Start of RECORDS SUPPLIED
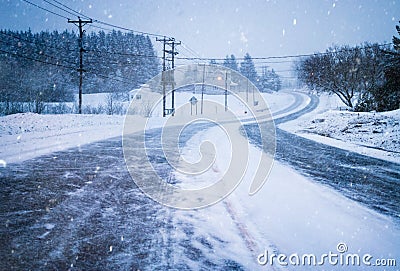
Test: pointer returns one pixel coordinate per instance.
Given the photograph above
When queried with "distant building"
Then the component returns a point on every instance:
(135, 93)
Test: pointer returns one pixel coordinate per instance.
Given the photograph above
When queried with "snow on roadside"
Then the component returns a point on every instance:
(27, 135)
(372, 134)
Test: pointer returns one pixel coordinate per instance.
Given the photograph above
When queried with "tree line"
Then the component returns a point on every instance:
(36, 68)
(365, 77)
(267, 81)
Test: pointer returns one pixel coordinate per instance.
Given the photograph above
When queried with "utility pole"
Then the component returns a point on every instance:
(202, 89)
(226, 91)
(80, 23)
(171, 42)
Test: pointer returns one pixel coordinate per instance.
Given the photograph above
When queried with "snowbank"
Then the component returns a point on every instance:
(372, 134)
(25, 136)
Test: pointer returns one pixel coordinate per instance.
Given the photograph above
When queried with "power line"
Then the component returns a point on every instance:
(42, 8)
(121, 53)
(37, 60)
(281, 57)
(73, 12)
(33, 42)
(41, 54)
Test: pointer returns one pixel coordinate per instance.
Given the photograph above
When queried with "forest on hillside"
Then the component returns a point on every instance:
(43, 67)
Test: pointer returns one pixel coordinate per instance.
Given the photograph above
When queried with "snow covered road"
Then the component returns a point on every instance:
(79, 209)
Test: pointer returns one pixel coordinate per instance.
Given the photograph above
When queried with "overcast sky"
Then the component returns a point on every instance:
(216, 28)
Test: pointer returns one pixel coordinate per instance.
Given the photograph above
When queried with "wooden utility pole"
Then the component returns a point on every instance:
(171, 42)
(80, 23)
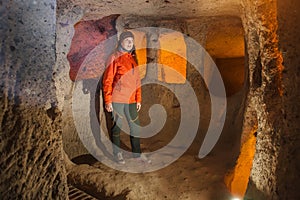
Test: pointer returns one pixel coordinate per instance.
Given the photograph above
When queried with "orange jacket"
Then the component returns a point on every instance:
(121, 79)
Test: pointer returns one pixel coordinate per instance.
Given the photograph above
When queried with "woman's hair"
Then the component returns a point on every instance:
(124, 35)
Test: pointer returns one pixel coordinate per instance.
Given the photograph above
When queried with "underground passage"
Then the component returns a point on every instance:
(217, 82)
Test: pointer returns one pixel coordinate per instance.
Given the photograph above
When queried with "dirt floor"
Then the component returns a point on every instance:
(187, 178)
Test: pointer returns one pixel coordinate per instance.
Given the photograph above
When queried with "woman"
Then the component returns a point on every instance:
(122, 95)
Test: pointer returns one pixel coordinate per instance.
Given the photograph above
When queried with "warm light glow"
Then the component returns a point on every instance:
End of RECORDS SUPPLIED
Start of RECORDS SUPPLIED
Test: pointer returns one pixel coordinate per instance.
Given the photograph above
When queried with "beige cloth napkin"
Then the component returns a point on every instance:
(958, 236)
End of RECORDS SUPPLIED
# EXERCISE INSTRUCTIONS
Pick out every line of the entries above that contains the string "utility", treating uppercase and lowercase letters as different.

# OUTPUT BELOW
When queried with "utility pole"
When queried with "wooden utility pole"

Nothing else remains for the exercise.